30 September 2014

LE STALKER

So I had a strange call from my friend Troy the other day.

A couple of months ago, The Gays and I flew to Switzerland for our friend Troy's birthday. A whole weekend of debauchery ensued and we put to bed the idea that nothing fun ever happens in Switzerland.

Well, at least when we're there.

The weekend culminated in a visit to the gay night at a normally straight bar for further debauchery that concluded with me pashing a local, and although the details are blurry, I was frog marched back to his apartment where we rolled around for a while in the vain effort of getting each other off.

Let's call him Le Stalker for reasons that will become apparent.

Anyway it was mid way through our frisson that I started to sober up. It was also mid way through our frisson that I realised Le Stalker wasn't really for me. To put it mildly, I chewed my arm off in preparation for the morning.

Suddenly my phone rang and as if hearing my plea, one of The Gays, Andy, had gotten lost on his way home and needed me to come find him. I apologised to Le Stalker and asked if he could help locate him.

Well as though Le Stalker had received a laureate in finding people, he sprung into action and immediately located Andy with a series of questions that even Andy in his fucked state could answer. I was like, "Just send a drop pin." But anyway.

We found Andy, I thanked Le Stalker, hailed a cab, gave him a peck, asked him to translate to the driver where we were going and got the hell out of dodge.

Andy apologised for cutting my orgasm short and I thanked Andy for cutting my orgasm short.

The whole gang flew back to London and got on with our respective lives.

Then Troy called.

"Hi Troy how are you?"

"I'm good. Erm I don't know how to say this other than I've got a letter for you."

"What?"

### DATA TO EXAMINE
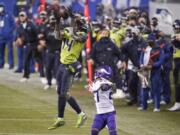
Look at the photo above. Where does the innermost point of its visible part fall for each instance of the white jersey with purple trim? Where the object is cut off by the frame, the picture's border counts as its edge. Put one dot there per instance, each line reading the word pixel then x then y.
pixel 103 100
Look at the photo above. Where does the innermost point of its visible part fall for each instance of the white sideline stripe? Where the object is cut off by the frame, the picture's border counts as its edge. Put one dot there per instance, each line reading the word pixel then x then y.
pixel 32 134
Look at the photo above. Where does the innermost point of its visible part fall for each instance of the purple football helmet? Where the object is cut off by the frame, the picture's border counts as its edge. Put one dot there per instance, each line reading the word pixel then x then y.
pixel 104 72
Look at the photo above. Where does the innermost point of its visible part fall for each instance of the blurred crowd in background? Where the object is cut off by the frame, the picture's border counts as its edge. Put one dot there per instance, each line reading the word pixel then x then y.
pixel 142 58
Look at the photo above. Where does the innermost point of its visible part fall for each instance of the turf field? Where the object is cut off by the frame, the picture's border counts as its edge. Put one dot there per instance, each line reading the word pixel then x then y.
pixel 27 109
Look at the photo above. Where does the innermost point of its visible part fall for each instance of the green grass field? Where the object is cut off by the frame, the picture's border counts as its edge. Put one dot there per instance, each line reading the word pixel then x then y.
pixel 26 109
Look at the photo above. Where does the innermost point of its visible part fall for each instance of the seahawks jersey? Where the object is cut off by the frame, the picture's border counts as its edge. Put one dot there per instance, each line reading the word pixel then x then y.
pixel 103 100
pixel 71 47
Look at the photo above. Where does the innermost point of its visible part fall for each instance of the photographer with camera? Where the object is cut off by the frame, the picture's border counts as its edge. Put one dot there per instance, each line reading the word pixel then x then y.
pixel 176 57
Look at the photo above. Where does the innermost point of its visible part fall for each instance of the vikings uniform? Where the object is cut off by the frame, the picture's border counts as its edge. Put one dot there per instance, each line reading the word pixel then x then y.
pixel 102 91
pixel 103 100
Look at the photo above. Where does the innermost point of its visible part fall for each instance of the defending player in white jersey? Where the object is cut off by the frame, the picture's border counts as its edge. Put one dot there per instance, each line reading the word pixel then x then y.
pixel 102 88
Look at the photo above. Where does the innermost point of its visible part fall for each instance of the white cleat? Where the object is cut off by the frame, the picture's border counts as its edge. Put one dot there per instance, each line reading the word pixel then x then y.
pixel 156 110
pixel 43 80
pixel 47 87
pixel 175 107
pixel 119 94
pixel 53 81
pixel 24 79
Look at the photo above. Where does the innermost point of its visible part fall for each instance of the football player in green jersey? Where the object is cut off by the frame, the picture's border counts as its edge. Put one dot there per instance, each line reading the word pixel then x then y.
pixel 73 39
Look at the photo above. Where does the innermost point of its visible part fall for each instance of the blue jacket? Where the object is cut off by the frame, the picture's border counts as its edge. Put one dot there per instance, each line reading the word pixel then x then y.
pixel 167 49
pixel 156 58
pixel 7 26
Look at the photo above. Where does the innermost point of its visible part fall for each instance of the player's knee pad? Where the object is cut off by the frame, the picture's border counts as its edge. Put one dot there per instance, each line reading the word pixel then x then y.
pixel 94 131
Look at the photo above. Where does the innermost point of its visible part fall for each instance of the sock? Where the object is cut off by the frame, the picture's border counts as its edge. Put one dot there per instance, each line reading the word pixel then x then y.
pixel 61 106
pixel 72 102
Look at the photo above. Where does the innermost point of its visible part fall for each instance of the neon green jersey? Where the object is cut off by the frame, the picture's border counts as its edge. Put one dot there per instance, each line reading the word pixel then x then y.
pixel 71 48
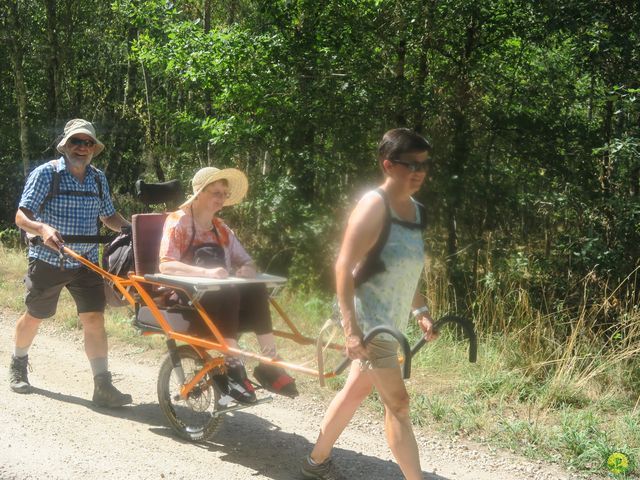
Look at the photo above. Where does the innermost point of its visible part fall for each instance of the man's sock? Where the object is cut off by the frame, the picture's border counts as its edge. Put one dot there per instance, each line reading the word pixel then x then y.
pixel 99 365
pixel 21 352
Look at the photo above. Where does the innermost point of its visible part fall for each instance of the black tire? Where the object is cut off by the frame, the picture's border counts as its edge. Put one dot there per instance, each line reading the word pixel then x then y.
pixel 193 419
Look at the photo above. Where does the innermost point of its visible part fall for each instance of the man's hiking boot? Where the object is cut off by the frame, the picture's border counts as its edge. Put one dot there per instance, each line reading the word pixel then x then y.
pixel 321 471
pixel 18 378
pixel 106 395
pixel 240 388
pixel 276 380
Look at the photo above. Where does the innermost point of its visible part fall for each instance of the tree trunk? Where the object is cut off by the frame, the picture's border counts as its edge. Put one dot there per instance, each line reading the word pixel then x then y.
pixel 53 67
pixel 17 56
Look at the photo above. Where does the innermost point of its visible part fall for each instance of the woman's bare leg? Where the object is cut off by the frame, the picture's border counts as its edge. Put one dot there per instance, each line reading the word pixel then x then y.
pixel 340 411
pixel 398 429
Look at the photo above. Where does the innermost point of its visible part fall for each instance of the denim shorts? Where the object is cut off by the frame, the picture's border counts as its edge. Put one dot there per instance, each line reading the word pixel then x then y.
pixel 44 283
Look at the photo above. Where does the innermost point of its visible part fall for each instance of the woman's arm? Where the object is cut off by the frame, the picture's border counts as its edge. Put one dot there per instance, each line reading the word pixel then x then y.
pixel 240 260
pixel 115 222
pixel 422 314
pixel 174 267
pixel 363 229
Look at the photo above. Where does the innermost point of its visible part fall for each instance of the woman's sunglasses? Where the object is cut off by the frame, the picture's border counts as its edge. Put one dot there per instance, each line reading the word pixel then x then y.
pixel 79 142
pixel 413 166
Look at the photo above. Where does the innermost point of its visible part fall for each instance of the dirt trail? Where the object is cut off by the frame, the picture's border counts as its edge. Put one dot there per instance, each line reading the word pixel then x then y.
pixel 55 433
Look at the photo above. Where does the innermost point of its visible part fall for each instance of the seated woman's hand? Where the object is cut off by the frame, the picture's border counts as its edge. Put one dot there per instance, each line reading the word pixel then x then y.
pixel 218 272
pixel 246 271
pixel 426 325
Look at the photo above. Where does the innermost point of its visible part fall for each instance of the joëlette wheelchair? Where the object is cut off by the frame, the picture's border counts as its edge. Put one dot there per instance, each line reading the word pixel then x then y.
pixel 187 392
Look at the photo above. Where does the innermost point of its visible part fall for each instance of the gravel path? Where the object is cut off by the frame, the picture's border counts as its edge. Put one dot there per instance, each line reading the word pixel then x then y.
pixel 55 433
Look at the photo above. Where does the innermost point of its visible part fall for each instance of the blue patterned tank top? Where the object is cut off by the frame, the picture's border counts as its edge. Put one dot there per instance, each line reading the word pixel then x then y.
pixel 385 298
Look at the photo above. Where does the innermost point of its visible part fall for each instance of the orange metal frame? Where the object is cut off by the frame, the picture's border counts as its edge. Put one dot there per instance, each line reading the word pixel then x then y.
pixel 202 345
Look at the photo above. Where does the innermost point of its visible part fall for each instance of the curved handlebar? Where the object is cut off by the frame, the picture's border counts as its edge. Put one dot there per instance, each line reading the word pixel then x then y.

### EXERCISE BRIEF
In the Le Stalker post, why did Andy phone during the night at Le Stalker's apartment?

### OUTPUT BELOW
He had gotten lost on his way home and needed someone to come find him.